▸ **Given passage**:
Each bent back swings in a skilled rhythm and muscles strain with every rower knowing there is still a long way to go to the finishing line.

This is gig racing, "the fastest growing sport in Britain", according to its supporters. Each gig is more than 30 feet long and weighs around a third of a tonne. They compete over distances of up to three miles in estuaries and the open sea around the West Country. This is not sliding- seat skiff rowing, it is tough lung-bursting, arm-aching effort every inch of the way, with each stroke urged on by the cox.

The sport has caught on so fast in the past 10 years that more than 20 clubs have been formed around the coast of Cornwall, the county where the sport was born.

During the same period, more than 30 new gigs have been built, at a cost in excess of pounds 10,000 each. On most weekends at least 50 crews bend their backs in all weathers in contests around the coast.

At night in the pubs at resorts like Falmouth, Par Bay and Looe, the bars ring with traditional West Country sea songs, as the exhausted crews relax and replace their lost sweat with pints of beer.

But, while the sport of gig racing is currently a modern phenomenon, the gig itself is steeped in nautical history - the boats acted as pilot cutters, privately-owned lifeboats and even smugglers' craft a 100 years and more ago.

In the days before radio, the first a harbour master knew of a ship's arrival was when the tips of its mast appeared above the horizon. Straight away the gig chase was on, as rival pilots, grain importers and carpet baggers raced out from the harbour towards the new arrival.

The first vessel to arrive had the best chance of securing any business the ship might have to offer the local community.

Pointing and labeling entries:
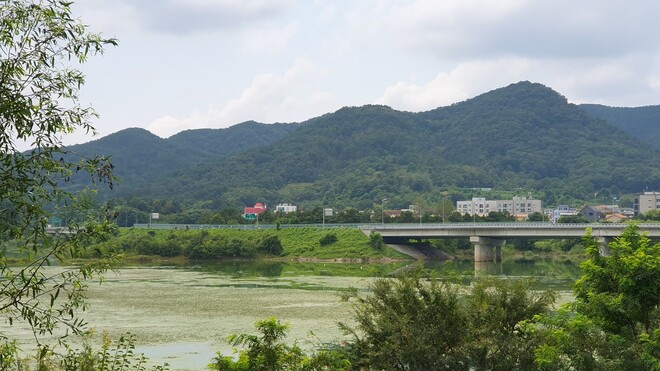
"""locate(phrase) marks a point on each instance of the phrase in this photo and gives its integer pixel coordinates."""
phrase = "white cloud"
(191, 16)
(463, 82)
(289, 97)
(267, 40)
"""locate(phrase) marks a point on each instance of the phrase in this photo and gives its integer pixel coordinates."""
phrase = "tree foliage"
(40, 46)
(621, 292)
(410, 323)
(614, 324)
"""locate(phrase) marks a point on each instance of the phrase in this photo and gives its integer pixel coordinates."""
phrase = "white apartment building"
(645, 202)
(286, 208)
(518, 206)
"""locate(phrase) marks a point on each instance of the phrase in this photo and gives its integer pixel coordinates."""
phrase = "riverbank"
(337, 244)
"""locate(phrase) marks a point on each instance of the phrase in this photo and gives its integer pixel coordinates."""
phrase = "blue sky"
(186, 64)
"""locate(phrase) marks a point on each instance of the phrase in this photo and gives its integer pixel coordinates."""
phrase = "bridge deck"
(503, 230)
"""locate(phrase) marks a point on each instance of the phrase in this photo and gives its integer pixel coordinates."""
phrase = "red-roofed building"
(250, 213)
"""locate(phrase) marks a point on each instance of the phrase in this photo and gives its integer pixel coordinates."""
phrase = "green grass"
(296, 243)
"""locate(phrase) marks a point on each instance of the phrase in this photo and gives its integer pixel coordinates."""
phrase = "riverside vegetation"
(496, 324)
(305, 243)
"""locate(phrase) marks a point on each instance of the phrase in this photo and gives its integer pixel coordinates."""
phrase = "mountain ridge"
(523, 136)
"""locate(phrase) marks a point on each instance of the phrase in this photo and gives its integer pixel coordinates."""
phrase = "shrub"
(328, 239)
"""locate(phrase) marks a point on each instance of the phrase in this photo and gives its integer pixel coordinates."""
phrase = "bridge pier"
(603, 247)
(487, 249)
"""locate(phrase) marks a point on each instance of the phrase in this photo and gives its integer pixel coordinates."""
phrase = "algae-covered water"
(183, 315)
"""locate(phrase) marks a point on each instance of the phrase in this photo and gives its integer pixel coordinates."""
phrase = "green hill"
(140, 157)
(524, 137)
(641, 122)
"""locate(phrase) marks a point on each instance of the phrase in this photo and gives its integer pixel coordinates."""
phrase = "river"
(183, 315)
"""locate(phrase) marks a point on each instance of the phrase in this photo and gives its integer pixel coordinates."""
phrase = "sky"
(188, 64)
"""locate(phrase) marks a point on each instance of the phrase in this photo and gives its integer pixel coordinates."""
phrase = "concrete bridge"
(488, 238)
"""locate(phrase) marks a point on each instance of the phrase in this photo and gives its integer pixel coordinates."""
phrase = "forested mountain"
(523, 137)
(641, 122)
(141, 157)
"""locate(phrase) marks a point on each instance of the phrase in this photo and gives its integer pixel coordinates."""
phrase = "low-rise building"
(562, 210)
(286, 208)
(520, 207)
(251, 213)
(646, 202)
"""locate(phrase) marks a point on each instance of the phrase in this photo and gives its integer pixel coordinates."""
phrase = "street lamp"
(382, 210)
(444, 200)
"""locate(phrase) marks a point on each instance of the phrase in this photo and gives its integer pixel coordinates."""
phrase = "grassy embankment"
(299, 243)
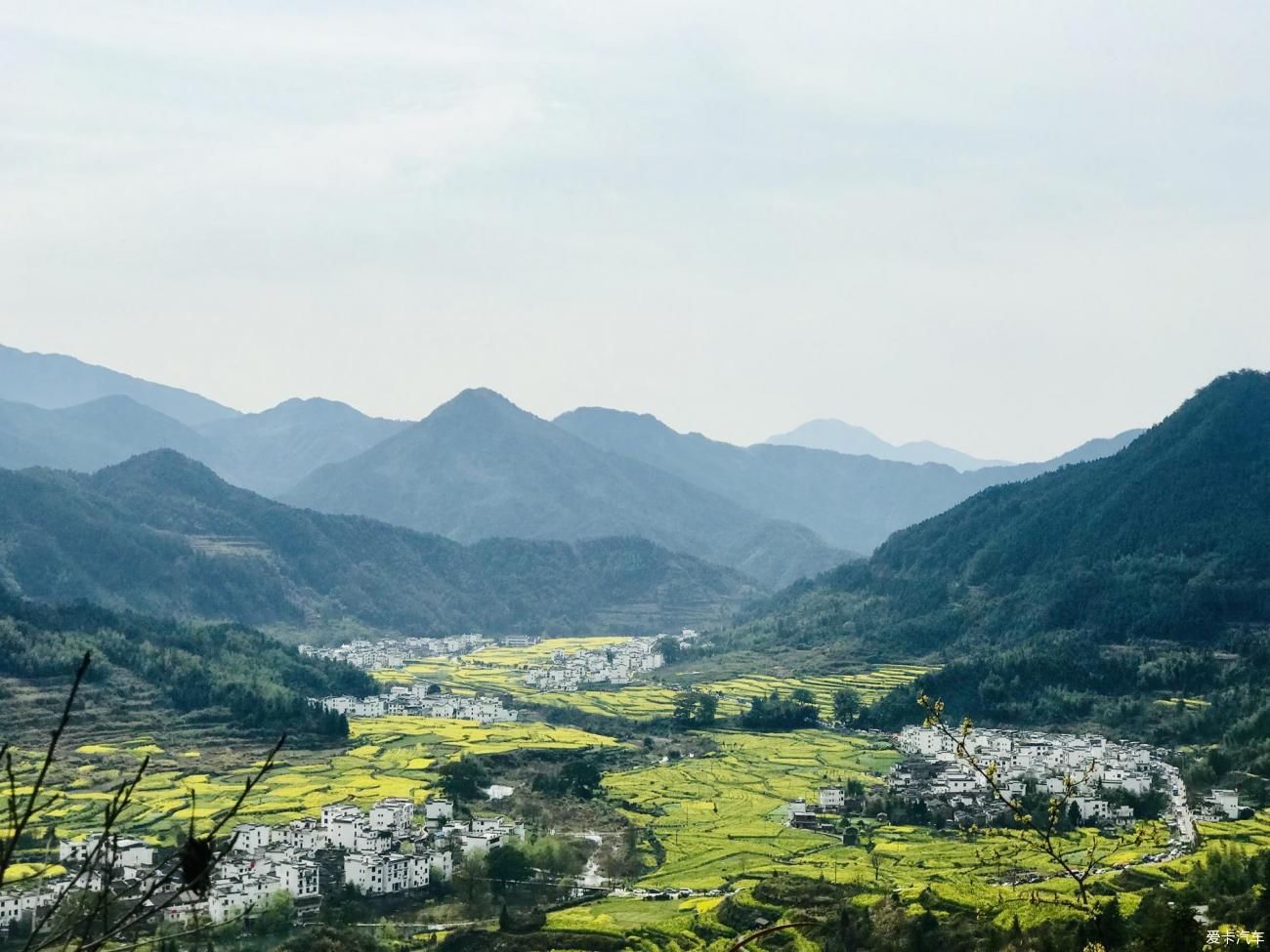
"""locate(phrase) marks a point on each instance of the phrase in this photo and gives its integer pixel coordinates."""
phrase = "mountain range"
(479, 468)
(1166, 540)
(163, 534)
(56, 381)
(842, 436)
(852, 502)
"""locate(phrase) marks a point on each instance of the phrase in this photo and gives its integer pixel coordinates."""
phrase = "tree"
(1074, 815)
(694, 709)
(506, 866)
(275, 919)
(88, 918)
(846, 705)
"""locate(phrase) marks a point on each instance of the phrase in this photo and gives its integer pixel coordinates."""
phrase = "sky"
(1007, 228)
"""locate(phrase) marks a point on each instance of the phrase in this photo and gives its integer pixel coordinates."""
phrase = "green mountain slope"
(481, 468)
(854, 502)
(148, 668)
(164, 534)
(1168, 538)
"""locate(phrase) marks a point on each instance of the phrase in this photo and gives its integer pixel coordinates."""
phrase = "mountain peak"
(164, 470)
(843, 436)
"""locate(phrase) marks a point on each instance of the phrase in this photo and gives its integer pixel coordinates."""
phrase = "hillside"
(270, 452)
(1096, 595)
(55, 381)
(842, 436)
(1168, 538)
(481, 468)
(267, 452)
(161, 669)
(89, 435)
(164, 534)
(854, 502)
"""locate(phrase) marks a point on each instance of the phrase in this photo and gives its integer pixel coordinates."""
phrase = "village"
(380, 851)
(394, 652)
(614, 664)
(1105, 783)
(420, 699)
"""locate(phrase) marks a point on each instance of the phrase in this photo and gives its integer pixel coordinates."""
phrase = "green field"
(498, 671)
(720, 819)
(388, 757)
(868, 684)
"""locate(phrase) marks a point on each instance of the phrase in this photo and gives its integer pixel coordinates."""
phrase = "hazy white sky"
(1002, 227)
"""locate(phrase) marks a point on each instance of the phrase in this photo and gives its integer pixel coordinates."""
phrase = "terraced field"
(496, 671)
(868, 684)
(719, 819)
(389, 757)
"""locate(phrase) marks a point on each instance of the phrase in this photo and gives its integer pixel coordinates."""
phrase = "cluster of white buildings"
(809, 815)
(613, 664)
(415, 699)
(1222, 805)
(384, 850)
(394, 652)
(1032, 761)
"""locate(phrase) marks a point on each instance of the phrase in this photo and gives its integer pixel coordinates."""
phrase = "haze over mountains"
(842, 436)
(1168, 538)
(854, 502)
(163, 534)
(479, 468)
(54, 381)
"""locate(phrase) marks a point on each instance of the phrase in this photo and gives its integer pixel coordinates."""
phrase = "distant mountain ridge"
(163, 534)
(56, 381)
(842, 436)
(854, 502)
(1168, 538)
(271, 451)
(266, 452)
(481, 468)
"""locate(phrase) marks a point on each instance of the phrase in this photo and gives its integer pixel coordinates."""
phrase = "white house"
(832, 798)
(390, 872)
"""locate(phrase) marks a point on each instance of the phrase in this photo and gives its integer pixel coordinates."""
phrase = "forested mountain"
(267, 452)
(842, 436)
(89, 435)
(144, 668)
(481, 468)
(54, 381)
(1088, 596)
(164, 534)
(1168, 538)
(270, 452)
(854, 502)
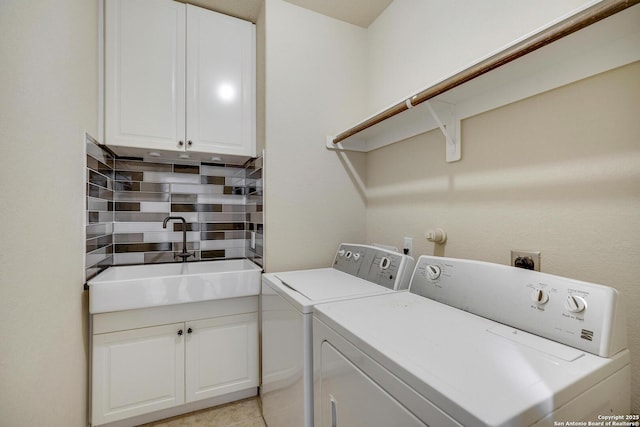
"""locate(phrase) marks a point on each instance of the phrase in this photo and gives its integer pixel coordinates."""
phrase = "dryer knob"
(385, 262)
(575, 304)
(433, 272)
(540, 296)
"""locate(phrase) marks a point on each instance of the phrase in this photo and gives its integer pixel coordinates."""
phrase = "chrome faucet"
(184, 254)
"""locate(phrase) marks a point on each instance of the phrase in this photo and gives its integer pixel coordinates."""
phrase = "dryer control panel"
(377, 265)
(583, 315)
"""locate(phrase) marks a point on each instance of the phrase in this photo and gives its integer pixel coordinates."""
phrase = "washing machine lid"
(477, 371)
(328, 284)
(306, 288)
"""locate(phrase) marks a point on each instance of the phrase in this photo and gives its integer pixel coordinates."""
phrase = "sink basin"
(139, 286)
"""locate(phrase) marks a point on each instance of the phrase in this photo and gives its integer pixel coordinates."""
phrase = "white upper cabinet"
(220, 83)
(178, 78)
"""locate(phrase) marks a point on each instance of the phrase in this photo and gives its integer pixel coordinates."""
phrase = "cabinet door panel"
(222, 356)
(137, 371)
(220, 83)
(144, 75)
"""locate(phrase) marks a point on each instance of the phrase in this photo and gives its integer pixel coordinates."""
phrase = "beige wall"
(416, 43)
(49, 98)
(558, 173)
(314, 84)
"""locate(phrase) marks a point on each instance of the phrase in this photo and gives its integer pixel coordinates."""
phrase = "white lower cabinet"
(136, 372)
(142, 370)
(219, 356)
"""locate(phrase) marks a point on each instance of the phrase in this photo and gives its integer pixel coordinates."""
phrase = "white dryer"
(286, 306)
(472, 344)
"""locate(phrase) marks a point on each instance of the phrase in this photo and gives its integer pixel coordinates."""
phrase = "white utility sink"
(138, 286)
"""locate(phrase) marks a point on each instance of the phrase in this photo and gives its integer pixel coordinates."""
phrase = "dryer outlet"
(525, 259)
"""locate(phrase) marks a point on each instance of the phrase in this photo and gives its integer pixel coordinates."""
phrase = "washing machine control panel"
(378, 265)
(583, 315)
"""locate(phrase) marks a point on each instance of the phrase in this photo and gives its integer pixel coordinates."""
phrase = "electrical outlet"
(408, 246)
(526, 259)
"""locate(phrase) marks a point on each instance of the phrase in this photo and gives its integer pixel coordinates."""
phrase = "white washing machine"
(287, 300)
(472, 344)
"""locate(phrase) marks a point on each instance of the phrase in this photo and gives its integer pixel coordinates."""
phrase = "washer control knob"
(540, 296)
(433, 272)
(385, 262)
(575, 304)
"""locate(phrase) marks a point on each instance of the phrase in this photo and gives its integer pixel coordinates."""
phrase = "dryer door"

▸ **What is required**: According to the gig racing passage, how many clubs have been formed around the coast of Cornwall in the past 10 years?

▸ **Answer for this exercise**: More than 20 clubs.